» **Study questions**
1/ Translate this sentence from the passage on adult neurogenesis into Spanish: "Activity, enrichment, and learning promote neurogenesis, while aging and stress suppress it."
2/ Write the next part of the passage on adult neurogenesis, picking up after its last sentence.

» **Text shown**
● ● ● ●

Contrary to classical dogma, neural stem cells in the adult hippocampus (and olfactory bulb) generate new neurons throughout life. These newborn neurons integrate into existing circuits and contribute to learning and memory; disrupting neurogenesis impairs cognitive performance. Activity, enrichment, and learning promote neurogenesis, while aging and stress suppress it.
For most of the 20th century, neuroscience operated under an axiom: the adult brain does not produce new neurons. Santiago Ramón y Cajal wrote in 1928 that nerve paths are "fixed, ended, immutable" — and this dogma held for decades. It was wrong. Beginning with studies in songbirds in the 1980s and confirmed in rodents and humans through the 1990s and 2000s, we now know that adult neurogenesis — the birth, maturation, and functional integration of new neurons in the adult brain — occurs in at least two regions, and it plays a meaningful role in cognition.
The best-characterized site is the subgranular zone (SGZ) of the hippocampal dentate gyrus. Neural stem cells here divide to produce progenitor cells that differentiate into granule neurons — the principal excitatory cells of the dentate gyrus. These newborn neurons go through a maturation process lasting several weeks: they extend dendrites into the molecular layer, send axons along the mossy fiber pathway to CA3, and gradually develop mature electrophysiological properties. Crucially, during a window of about 4–6 weeks after birth, these young neurons are hyperexcitable and have enhanced synaptic plasticity compared to mature granule cells, making them especially responsive to new experiences. The second site is the subventricular zone (SVZ) lining the lateral ventricles, where new neurons are born and migrate along the rostral migratory stream to the olfactory bulb, becoming interneurons involved in odor discrimination.

● ● ● ●

[Referring expression data]
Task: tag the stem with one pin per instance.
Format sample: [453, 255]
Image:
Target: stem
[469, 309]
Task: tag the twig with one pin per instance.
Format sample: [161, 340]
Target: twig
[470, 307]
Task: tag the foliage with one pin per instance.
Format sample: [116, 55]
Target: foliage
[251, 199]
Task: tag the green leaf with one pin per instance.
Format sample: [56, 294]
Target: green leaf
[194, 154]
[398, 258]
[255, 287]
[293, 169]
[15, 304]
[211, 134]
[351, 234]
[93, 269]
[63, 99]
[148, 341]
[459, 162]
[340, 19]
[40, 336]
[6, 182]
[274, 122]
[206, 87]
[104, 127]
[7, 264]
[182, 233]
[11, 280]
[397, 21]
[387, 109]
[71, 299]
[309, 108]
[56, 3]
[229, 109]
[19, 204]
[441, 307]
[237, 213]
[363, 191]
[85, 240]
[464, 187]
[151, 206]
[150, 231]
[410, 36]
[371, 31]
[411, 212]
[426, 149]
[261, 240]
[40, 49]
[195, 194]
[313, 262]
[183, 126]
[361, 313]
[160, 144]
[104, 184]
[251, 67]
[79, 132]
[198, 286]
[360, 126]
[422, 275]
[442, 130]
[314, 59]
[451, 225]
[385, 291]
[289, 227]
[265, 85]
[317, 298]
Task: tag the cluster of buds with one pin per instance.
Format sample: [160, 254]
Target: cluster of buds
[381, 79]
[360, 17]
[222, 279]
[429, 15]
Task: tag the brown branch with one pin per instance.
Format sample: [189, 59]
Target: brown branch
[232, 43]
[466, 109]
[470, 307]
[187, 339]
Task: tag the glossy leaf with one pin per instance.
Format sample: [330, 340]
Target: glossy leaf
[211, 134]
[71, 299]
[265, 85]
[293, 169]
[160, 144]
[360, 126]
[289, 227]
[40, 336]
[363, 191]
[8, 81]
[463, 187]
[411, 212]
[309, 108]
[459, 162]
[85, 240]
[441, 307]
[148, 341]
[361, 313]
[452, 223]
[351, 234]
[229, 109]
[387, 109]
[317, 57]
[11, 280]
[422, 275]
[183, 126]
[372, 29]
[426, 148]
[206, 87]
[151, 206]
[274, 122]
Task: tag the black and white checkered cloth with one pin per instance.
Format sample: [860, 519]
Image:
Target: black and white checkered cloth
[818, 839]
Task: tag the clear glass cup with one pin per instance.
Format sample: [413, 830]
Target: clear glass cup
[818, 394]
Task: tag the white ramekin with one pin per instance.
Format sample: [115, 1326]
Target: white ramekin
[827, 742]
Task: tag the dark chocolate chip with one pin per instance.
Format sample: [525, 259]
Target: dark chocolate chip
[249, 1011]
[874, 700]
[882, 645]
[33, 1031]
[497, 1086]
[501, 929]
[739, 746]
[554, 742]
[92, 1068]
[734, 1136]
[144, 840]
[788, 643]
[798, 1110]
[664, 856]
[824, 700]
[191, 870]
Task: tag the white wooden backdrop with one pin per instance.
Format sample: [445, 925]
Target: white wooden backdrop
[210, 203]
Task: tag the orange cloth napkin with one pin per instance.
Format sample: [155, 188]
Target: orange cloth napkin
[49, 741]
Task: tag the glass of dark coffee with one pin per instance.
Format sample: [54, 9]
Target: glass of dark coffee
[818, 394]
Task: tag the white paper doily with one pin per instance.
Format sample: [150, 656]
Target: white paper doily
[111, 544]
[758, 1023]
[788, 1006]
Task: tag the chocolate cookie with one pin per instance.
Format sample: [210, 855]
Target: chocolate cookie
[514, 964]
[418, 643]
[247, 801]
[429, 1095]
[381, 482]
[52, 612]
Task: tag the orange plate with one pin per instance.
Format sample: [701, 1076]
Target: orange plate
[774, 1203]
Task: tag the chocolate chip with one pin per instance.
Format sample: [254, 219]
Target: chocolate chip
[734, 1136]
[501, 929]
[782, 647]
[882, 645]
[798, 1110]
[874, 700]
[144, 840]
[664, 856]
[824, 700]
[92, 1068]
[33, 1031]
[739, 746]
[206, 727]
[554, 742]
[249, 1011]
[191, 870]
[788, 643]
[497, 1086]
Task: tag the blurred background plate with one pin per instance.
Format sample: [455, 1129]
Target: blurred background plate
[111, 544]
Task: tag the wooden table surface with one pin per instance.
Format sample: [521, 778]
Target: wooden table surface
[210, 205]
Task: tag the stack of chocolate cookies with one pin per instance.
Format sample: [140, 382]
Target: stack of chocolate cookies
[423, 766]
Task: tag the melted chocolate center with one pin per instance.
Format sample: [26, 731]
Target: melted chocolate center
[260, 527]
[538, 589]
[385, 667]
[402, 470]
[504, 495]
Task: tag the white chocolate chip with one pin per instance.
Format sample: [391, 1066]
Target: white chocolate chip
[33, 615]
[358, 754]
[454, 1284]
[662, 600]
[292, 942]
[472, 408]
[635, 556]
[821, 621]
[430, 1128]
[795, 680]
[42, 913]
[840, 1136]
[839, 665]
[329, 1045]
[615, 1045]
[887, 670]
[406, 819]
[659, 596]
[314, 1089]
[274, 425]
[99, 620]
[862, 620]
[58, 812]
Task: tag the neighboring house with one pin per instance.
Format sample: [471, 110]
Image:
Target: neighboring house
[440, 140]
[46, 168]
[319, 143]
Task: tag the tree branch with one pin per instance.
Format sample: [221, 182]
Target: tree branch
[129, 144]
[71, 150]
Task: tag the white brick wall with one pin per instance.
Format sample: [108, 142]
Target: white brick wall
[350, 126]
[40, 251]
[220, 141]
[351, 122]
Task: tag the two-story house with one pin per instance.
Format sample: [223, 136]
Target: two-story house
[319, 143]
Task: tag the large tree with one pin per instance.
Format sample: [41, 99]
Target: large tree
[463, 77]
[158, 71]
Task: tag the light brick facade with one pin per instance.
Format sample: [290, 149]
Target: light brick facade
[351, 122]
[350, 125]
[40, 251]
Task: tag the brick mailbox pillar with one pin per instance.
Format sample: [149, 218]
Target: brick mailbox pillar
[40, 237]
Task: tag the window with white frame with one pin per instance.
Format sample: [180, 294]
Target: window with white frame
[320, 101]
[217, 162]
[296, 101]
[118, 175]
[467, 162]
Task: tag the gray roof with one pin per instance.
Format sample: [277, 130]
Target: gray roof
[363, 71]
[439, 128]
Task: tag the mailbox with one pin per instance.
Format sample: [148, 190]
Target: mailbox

● ● ● ●

» **Answers below**
1/ La actividad, el enriquecimiento y el aprendizaje promueven la neurogénesis, mientras que el envejecimiento y el estrés la suprimen.

2/
What controls the rate of neurogenesis is as important as the fact that it occurs. Physical exercise — particularly aerobic running — is one of the most robust promoters of hippocampal neurogenesis in animal models, increasing both the proliferation of progenitor cells and the survival of newborn neurons. Environmental enrichment (novel objects, social interaction, complex housing) has similar effects. Learning itself, particularly tasks that depend on the hippocampus like spatial navigation and pattern separation, promotes the survival of neurons that were born shortly before the learning experience. Conversely, chronic stress and elevated glucocorticoids suppress neurogenesis dramatically, and age-related decline in neurogenesis parallels age-related decline in memory performance.
The functional significance of adult neurogenesis centers on pattern separation — the ability to distinguish between similar but distinct memories. The hippocampal dentate gyrus is thought to perform this computation, and the continuous addition of new, hyperplastic neurons may refresh the circuit's capacity to encode new memories without interfering with old ones. When neurogenesis is experimentally blocked in rodents (through irradiation or genetic tools), animals show specific deficits in distinguishing between similar contexts or overlapping memories, while performance on simpler memory tasks remains intact. This suggests that adult-born neurons are not required for memory in general, but for the fine-grained discrimination that prevents your memory of today's parking spot from blurring with yesterday's.